Locate every line in the items below that contains the word "branch", and copy each of those lines in full.

== DATA EXCERPTS ==

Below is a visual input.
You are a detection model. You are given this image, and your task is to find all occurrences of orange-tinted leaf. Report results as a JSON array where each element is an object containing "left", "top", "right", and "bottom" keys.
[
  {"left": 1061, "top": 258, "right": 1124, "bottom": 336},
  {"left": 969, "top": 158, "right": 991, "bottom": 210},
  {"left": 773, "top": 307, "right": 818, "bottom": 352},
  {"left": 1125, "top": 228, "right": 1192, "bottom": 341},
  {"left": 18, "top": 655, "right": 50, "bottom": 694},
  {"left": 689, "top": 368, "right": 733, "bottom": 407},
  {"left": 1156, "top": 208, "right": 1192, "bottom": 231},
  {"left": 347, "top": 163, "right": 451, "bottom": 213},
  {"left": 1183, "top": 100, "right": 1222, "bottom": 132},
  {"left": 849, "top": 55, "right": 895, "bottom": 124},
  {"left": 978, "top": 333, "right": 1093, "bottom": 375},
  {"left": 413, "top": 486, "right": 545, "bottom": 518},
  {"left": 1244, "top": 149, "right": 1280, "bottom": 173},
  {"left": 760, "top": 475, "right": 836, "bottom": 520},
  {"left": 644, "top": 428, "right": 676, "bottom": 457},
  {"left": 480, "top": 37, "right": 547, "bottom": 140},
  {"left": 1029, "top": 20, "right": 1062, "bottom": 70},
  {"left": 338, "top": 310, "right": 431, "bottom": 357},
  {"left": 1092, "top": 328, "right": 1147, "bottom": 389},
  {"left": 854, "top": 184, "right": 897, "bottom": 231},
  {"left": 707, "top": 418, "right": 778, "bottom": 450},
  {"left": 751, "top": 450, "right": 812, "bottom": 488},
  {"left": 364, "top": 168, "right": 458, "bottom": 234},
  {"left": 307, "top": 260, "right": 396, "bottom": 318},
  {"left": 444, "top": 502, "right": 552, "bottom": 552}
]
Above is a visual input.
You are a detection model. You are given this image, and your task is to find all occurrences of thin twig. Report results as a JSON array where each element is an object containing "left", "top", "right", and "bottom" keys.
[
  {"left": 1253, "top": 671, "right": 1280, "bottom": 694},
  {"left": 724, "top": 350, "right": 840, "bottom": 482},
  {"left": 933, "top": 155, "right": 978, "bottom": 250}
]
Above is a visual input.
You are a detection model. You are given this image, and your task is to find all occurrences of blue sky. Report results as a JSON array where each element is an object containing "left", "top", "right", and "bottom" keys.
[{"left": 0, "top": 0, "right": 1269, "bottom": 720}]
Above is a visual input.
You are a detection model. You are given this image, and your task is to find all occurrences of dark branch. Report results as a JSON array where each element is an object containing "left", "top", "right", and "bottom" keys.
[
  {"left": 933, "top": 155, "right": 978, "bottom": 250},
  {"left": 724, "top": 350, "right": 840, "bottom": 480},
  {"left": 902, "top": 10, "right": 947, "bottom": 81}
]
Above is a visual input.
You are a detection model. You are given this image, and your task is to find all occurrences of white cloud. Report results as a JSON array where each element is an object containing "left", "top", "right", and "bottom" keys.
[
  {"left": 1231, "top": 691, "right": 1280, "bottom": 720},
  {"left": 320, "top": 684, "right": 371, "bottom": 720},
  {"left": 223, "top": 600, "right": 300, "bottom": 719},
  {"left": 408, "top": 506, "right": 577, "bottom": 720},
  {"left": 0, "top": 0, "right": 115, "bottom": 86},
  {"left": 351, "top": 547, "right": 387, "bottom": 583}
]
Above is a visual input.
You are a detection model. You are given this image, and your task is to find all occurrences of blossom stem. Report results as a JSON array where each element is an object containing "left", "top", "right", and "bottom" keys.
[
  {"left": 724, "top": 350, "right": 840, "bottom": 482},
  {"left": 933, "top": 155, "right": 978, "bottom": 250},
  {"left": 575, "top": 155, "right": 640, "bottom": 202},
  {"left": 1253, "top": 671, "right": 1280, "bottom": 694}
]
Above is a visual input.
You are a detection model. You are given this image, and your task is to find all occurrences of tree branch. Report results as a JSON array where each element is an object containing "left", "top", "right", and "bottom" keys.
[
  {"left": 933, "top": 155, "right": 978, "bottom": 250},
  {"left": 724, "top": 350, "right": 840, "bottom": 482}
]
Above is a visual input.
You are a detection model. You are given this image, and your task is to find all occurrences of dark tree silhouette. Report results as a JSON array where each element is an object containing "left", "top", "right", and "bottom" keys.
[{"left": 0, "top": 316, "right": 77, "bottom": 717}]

===

ANSWER FOR THE TASK —
You are a detection model. You are given this image, and your task is to find all occurrences of dark branch. Report results as a JSON array where each element is an object containing "left", "top", "right", and "bottom" keys.
You are a detection model. You are given this image, and your task is to find all occurrences of tree branch. Report results as a JSON array where each element is an object containing "left", "top", "right", and "bottom" keys.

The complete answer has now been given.